**The task**
Could you copy every line of the data that contains the word "overcast"?

Stored data entries:

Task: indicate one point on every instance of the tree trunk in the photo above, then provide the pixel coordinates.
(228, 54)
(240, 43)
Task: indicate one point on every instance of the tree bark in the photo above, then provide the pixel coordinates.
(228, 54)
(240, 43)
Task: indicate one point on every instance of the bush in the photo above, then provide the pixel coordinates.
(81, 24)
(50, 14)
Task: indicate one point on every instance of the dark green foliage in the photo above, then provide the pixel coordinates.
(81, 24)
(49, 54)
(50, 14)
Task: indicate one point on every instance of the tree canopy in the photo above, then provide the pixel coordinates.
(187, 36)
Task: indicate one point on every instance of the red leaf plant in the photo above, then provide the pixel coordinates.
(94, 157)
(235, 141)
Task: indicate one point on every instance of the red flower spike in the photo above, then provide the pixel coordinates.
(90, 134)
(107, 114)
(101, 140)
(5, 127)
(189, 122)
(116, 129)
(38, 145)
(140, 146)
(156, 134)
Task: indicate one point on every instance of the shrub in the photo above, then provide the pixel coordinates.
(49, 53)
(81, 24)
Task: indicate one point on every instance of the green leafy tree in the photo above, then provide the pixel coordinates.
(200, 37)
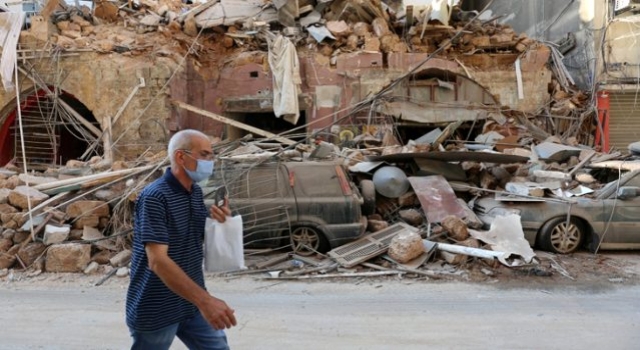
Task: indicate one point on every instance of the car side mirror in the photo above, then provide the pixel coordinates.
(627, 192)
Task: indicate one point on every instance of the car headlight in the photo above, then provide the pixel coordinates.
(503, 211)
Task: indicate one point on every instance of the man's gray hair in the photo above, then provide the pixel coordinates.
(183, 139)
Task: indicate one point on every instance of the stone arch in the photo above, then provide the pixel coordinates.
(51, 135)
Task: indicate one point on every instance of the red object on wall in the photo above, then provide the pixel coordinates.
(602, 131)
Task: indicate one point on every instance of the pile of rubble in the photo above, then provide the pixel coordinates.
(73, 218)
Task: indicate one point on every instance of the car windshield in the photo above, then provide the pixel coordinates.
(610, 187)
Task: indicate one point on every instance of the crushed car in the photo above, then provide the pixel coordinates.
(606, 220)
(312, 205)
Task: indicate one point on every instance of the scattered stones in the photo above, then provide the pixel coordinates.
(68, 257)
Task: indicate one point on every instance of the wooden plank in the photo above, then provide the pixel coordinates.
(232, 122)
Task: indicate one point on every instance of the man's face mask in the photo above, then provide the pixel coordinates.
(204, 169)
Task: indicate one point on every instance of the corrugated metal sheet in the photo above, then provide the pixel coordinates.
(624, 125)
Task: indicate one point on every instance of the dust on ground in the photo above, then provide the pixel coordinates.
(582, 269)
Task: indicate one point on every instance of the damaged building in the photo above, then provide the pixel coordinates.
(92, 95)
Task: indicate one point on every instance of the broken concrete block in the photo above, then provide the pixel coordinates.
(91, 268)
(380, 27)
(190, 27)
(338, 28)
(20, 236)
(371, 44)
(7, 209)
(5, 244)
(376, 225)
(30, 252)
(81, 208)
(73, 34)
(361, 29)
(35, 180)
(8, 234)
(525, 189)
(54, 234)
(63, 25)
(408, 199)
(456, 228)
(71, 257)
(102, 257)
(8, 258)
(406, 246)
(21, 194)
(86, 221)
(121, 259)
(412, 217)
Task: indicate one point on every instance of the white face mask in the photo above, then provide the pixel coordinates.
(204, 169)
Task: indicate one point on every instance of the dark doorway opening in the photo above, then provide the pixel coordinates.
(52, 136)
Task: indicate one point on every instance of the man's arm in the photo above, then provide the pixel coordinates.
(214, 310)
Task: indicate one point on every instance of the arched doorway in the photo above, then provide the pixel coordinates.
(52, 136)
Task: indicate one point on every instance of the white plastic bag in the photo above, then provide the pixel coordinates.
(223, 250)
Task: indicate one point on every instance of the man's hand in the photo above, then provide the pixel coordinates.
(220, 213)
(218, 313)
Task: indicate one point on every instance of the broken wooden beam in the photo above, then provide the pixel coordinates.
(232, 122)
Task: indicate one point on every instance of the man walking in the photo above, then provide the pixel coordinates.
(167, 295)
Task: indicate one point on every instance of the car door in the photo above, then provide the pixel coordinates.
(624, 228)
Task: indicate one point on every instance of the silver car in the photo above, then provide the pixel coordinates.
(609, 219)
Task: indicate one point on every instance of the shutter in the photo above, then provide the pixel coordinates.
(624, 123)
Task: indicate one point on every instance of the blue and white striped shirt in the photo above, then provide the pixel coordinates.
(165, 213)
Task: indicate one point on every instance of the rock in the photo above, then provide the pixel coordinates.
(376, 225)
(122, 272)
(71, 257)
(406, 246)
(412, 217)
(408, 199)
(21, 236)
(73, 34)
(9, 258)
(81, 208)
(5, 244)
(54, 234)
(456, 228)
(371, 44)
(121, 259)
(91, 268)
(190, 27)
(361, 29)
(380, 27)
(102, 257)
(453, 259)
(8, 233)
(30, 252)
(338, 28)
(7, 209)
(63, 25)
(72, 163)
(4, 195)
(86, 221)
(80, 21)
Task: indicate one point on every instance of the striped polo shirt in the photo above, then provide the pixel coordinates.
(165, 213)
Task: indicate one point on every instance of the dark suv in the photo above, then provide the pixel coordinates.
(313, 206)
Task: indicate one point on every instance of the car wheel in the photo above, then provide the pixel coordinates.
(306, 241)
(368, 192)
(559, 237)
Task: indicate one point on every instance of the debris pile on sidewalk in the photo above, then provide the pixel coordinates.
(80, 215)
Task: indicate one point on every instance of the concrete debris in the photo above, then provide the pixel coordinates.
(406, 246)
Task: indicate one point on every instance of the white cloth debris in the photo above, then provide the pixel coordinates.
(10, 25)
(285, 67)
(506, 235)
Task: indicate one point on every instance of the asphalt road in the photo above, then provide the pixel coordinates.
(357, 314)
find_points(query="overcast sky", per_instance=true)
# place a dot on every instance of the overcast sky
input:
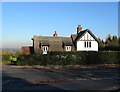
(22, 20)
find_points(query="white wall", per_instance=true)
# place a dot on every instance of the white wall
(80, 46)
(89, 38)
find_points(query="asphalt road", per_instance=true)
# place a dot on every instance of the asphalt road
(100, 78)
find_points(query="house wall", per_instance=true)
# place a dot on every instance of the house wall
(87, 38)
(80, 46)
(37, 48)
(27, 50)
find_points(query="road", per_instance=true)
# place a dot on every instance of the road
(99, 78)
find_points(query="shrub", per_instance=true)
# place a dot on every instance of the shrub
(71, 58)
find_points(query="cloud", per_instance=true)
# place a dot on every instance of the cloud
(20, 14)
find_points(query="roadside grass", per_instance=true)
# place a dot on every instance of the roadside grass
(64, 66)
(6, 62)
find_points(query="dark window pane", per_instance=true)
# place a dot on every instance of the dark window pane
(89, 44)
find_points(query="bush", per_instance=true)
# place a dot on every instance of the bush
(71, 58)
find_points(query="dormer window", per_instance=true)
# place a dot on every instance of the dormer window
(45, 49)
(68, 48)
(87, 44)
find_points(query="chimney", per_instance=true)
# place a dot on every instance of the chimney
(55, 34)
(79, 29)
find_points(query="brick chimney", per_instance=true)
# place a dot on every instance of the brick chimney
(79, 29)
(55, 34)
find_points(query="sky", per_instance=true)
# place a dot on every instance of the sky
(22, 20)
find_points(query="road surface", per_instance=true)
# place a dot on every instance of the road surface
(99, 78)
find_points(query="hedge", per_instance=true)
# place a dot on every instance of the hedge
(71, 58)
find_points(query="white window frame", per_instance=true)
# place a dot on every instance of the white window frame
(87, 44)
(45, 49)
(68, 48)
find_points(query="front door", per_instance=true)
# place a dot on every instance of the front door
(45, 49)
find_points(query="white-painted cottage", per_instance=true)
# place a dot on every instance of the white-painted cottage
(82, 41)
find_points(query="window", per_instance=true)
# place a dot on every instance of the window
(68, 48)
(45, 49)
(87, 44)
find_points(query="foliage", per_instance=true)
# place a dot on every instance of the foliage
(71, 58)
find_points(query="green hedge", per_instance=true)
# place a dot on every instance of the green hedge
(71, 58)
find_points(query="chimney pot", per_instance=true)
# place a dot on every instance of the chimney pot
(79, 29)
(55, 34)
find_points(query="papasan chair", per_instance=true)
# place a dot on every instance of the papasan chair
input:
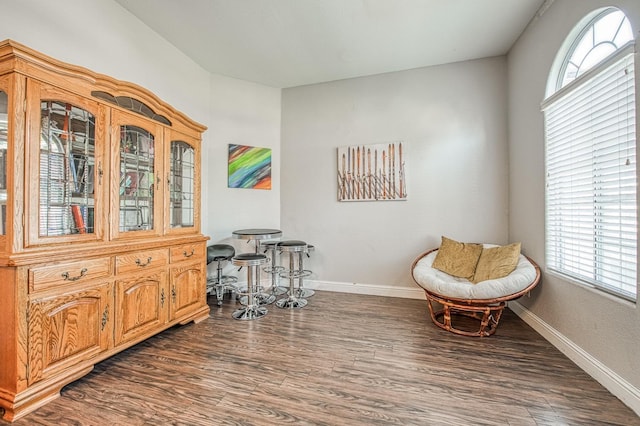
(473, 291)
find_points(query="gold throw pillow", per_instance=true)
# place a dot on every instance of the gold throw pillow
(497, 262)
(457, 259)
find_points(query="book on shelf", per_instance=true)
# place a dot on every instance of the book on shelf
(78, 219)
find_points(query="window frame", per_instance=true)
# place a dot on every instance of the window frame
(558, 88)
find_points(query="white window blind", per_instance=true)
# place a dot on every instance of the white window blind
(591, 220)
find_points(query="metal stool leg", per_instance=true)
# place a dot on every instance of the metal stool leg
(302, 273)
(292, 301)
(252, 310)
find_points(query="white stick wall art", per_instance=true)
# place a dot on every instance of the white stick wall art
(372, 172)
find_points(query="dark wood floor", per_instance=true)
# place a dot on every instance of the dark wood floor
(344, 359)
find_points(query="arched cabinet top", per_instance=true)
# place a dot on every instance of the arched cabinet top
(15, 57)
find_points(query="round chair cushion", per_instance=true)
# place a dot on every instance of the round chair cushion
(447, 286)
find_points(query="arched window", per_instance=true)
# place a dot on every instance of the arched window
(590, 156)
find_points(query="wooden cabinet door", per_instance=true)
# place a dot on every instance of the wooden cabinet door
(136, 173)
(188, 289)
(141, 305)
(182, 193)
(68, 328)
(65, 165)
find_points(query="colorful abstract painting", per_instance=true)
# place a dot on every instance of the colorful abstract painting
(249, 167)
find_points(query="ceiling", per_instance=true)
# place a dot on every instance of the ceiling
(287, 43)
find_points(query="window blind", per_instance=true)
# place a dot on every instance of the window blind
(591, 219)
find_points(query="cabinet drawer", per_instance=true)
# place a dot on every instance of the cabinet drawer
(187, 252)
(83, 270)
(141, 260)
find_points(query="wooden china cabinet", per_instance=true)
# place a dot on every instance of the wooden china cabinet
(100, 240)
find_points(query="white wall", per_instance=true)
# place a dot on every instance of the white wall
(452, 121)
(599, 332)
(104, 37)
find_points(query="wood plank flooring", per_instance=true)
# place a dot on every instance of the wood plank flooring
(345, 359)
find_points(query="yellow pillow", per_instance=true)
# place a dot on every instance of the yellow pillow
(457, 259)
(497, 262)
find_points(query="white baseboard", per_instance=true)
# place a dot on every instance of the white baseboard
(370, 289)
(358, 288)
(617, 385)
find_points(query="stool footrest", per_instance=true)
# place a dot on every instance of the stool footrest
(295, 274)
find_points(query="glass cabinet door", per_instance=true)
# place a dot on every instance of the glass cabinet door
(138, 158)
(64, 149)
(184, 189)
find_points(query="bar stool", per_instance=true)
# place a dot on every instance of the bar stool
(301, 291)
(253, 262)
(294, 248)
(220, 253)
(272, 250)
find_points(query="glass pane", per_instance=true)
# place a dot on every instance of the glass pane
(67, 169)
(136, 179)
(181, 185)
(3, 161)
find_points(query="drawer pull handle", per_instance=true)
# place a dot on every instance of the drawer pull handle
(139, 262)
(66, 277)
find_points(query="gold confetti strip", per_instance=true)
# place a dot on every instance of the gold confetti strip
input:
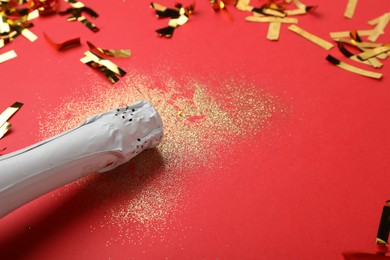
(374, 52)
(273, 31)
(371, 62)
(4, 129)
(243, 5)
(7, 56)
(110, 65)
(270, 19)
(320, 42)
(375, 21)
(301, 8)
(178, 15)
(108, 73)
(76, 10)
(29, 35)
(63, 45)
(353, 69)
(360, 45)
(270, 12)
(32, 15)
(7, 114)
(121, 53)
(343, 34)
(380, 27)
(350, 10)
(295, 12)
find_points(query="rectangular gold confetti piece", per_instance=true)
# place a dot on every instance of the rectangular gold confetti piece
(7, 56)
(4, 129)
(320, 42)
(350, 10)
(374, 62)
(373, 53)
(268, 19)
(295, 12)
(375, 21)
(380, 27)
(243, 5)
(120, 53)
(272, 12)
(273, 31)
(108, 64)
(8, 113)
(33, 15)
(353, 69)
(29, 35)
(336, 35)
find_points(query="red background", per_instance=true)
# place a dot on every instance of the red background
(310, 187)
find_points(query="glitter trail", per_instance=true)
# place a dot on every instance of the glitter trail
(149, 188)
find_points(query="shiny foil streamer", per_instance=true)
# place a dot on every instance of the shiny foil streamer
(350, 9)
(76, 11)
(108, 68)
(7, 56)
(380, 27)
(108, 73)
(353, 69)
(6, 115)
(218, 5)
(374, 52)
(71, 43)
(352, 56)
(45, 7)
(120, 53)
(178, 16)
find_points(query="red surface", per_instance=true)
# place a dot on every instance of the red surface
(310, 187)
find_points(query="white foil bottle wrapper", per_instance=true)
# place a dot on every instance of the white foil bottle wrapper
(100, 144)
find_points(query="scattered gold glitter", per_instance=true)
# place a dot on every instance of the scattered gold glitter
(147, 191)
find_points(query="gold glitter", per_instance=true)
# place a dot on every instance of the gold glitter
(148, 190)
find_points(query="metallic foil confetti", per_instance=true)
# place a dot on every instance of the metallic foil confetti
(301, 8)
(350, 9)
(374, 52)
(380, 27)
(354, 34)
(13, 23)
(108, 73)
(6, 115)
(348, 54)
(4, 129)
(218, 5)
(76, 11)
(353, 69)
(270, 19)
(63, 45)
(336, 35)
(274, 26)
(108, 68)
(45, 7)
(120, 53)
(243, 5)
(375, 21)
(273, 31)
(314, 39)
(7, 56)
(271, 10)
(178, 15)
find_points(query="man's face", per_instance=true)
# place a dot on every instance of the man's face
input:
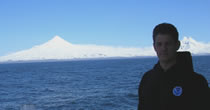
(165, 47)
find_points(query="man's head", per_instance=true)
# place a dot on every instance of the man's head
(165, 41)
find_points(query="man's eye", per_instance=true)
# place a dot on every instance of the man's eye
(158, 44)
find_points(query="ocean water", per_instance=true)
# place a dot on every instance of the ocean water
(110, 84)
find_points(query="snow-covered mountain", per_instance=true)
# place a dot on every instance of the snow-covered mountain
(59, 49)
(195, 47)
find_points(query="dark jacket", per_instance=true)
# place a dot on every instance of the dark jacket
(178, 88)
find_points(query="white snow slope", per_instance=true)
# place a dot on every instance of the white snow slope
(59, 49)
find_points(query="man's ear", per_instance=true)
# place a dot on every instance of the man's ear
(178, 45)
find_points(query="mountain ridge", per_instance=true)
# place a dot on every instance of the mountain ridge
(60, 49)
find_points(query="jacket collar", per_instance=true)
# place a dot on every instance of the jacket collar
(183, 63)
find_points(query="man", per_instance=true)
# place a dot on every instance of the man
(172, 84)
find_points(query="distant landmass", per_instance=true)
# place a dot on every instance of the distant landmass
(59, 49)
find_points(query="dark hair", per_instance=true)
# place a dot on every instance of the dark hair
(166, 28)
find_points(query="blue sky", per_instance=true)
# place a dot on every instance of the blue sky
(126, 23)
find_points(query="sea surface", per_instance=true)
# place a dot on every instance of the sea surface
(110, 84)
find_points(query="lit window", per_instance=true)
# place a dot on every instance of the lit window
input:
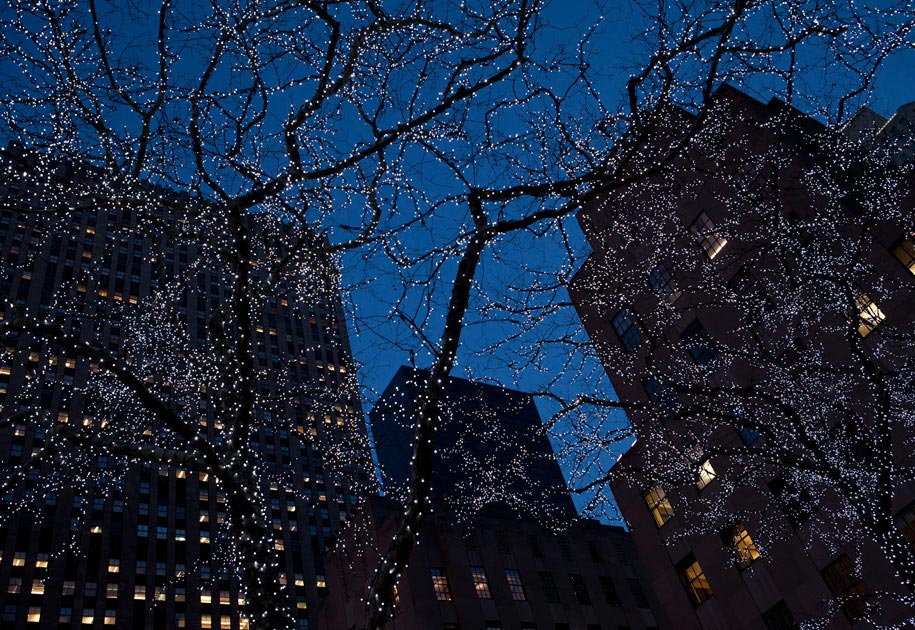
(480, 584)
(440, 584)
(745, 551)
(712, 242)
(855, 593)
(625, 329)
(697, 586)
(658, 505)
(904, 251)
(515, 585)
(869, 314)
(704, 470)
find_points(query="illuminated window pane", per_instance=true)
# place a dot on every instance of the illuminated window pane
(745, 551)
(704, 470)
(658, 505)
(712, 242)
(440, 584)
(480, 584)
(869, 314)
(904, 251)
(697, 586)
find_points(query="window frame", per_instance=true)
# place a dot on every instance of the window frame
(626, 330)
(857, 597)
(712, 242)
(480, 582)
(440, 586)
(692, 574)
(659, 505)
(515, 585)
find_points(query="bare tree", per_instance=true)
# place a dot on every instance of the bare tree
(762, 336)
(411, 144)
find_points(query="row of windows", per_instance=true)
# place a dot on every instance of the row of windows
(840, 575)
(481, 587)
(661, 281)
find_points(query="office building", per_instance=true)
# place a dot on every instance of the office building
(94, 539)
(491, 447)
(743, 302)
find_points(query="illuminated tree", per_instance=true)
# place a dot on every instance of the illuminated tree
(409, 144)
(754, 303)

**Task answer**
find_points(query="overcast sky", per_instance=true)
# place a dot on every instance of the overcast sky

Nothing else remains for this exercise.